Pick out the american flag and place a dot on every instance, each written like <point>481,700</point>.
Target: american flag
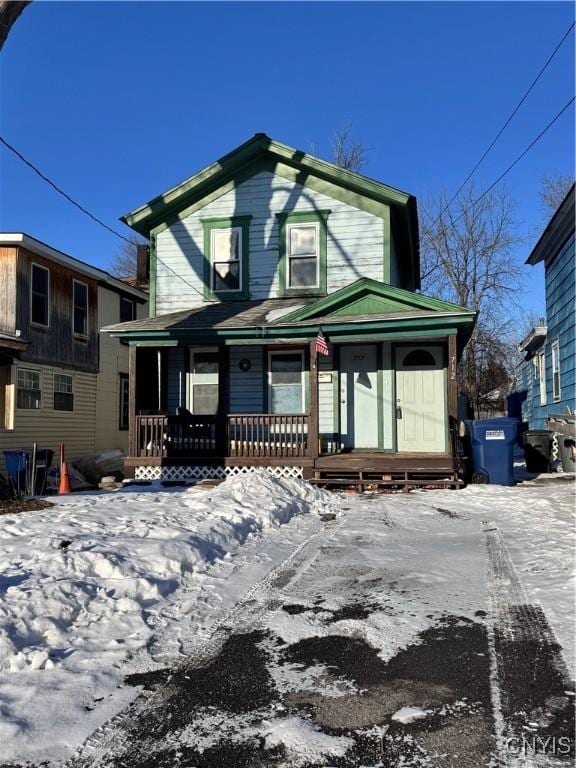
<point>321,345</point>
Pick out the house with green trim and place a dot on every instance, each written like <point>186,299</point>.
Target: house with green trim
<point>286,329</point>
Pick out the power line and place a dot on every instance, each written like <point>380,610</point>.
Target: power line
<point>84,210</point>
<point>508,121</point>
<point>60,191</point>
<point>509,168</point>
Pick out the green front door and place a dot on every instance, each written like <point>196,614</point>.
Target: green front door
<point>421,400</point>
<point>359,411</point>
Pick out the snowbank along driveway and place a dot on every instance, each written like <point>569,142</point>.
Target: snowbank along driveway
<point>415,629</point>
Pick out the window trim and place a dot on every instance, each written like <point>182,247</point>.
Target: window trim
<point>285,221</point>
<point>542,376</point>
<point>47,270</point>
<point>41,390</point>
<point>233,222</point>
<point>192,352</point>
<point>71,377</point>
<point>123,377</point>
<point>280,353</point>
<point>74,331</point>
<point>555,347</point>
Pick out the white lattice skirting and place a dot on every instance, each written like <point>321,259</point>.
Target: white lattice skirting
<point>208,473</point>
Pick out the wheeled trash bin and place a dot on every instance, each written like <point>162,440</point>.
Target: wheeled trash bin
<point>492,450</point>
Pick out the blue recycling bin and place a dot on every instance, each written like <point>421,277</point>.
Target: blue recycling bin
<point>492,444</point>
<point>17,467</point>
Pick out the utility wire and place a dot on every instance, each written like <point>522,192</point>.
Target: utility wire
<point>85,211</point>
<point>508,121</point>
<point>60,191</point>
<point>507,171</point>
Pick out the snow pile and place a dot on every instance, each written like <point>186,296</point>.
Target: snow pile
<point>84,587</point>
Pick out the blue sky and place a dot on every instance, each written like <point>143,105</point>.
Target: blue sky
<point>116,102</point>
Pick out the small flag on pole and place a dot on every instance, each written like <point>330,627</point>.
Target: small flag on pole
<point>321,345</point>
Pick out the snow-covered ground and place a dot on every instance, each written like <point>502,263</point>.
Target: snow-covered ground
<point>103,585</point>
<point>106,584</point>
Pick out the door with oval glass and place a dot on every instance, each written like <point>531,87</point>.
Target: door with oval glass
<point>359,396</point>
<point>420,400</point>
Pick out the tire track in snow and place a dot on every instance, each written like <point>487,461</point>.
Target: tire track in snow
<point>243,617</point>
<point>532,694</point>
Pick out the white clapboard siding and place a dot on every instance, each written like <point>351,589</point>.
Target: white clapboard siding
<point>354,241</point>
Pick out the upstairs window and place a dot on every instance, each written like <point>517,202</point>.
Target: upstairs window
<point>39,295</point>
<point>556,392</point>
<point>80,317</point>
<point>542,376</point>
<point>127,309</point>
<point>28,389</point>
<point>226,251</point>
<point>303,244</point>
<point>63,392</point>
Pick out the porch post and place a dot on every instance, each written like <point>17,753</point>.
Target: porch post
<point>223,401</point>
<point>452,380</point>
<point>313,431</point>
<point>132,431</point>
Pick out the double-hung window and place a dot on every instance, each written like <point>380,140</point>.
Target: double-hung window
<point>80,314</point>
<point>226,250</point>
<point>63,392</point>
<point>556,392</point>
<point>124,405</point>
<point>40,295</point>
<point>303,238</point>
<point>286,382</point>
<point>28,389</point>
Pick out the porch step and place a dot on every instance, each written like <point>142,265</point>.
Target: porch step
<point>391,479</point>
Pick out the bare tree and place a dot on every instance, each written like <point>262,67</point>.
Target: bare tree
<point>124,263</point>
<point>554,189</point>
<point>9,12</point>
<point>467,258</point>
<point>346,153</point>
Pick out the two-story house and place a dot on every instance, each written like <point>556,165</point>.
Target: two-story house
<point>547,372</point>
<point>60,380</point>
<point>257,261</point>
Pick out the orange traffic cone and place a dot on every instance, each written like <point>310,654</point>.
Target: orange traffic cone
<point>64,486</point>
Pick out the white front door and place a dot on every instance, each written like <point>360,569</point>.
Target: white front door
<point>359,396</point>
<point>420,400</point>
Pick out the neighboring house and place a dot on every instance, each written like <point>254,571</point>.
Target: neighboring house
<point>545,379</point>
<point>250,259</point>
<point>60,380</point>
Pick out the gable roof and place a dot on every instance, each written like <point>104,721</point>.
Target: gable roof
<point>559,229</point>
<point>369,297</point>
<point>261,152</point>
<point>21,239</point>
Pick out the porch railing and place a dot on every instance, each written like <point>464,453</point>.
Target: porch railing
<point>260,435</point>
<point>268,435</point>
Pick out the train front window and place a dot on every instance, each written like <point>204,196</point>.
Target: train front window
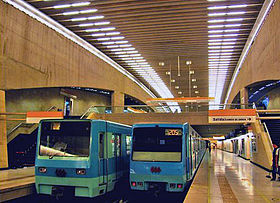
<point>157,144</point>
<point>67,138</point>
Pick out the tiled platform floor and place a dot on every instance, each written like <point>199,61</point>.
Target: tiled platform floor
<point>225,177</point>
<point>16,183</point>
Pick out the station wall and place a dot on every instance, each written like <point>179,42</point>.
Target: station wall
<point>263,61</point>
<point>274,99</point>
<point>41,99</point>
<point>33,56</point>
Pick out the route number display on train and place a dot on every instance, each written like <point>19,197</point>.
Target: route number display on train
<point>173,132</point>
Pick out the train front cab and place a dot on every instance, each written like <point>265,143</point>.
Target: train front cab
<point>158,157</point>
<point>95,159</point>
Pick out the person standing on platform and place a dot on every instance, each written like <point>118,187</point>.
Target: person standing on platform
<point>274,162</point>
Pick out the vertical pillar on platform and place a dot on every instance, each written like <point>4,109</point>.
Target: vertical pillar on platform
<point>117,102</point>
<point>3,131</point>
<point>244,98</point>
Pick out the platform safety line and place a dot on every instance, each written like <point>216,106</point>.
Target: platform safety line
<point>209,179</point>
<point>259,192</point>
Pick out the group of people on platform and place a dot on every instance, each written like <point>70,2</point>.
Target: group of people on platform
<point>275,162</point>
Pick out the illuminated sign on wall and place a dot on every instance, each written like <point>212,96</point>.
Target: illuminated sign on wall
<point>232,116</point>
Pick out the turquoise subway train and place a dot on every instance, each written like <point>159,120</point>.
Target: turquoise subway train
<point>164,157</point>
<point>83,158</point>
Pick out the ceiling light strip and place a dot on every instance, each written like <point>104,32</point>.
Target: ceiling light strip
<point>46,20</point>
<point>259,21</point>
--------------------------------
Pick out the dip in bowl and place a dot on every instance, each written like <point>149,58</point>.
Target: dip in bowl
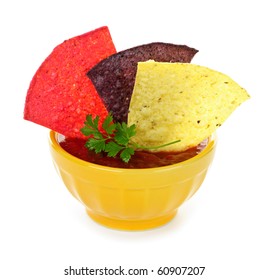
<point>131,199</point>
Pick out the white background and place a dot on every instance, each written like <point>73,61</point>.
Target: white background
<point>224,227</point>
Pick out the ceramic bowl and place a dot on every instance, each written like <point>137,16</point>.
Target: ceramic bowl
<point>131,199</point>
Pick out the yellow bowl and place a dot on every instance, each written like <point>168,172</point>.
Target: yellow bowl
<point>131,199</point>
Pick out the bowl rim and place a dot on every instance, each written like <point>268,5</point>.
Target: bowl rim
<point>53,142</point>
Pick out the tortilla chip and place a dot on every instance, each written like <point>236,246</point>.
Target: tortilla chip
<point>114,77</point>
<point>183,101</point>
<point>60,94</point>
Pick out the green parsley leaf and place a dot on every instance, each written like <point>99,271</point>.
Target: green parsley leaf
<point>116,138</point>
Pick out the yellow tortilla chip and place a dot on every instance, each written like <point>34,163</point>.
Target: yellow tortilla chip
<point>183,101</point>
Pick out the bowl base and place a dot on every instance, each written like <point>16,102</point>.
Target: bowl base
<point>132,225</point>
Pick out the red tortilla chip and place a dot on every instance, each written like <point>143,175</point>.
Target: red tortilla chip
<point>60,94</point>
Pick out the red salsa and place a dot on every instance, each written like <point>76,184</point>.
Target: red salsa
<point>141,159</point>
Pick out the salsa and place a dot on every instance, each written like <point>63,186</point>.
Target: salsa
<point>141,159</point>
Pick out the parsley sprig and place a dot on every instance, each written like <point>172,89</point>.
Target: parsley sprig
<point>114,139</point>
--------------------------------
== Objective ==
Reproduce the items verbatim, starting with the line that contains "Pick out the route" and continuing through the line that contains "<point>259,192</point>".

== Task answer ==
Pick out the route number display on train and place a dot on every instance, each written like <point>19,197</point>.
Target: route number display on train
<point>173,132</point>
Pick out the train front cab and place a dot on every instance, each written like <point>265,143</point>.
Target: train front cab
<point>158,157</point>
<point>95,159</point>
Pick out the person standing on platform and place a dot on every instance, each written like <point>118,187</point>.
Target: person standing on platform
<point>274,162</point>
Pick out the vertical pillar on platform and place a dot on every instance, each written like <point>4,109</point>.
Target: vertical pillar on platform
<point>117,102</point>
<point>3,131</point>
<point>244,98</point>
Pick out the platform safety line and place a dot on every instance, each written like <point>216,106</point>.
Target: platform safety line
<point>209,179</point>
<point>259,192</point>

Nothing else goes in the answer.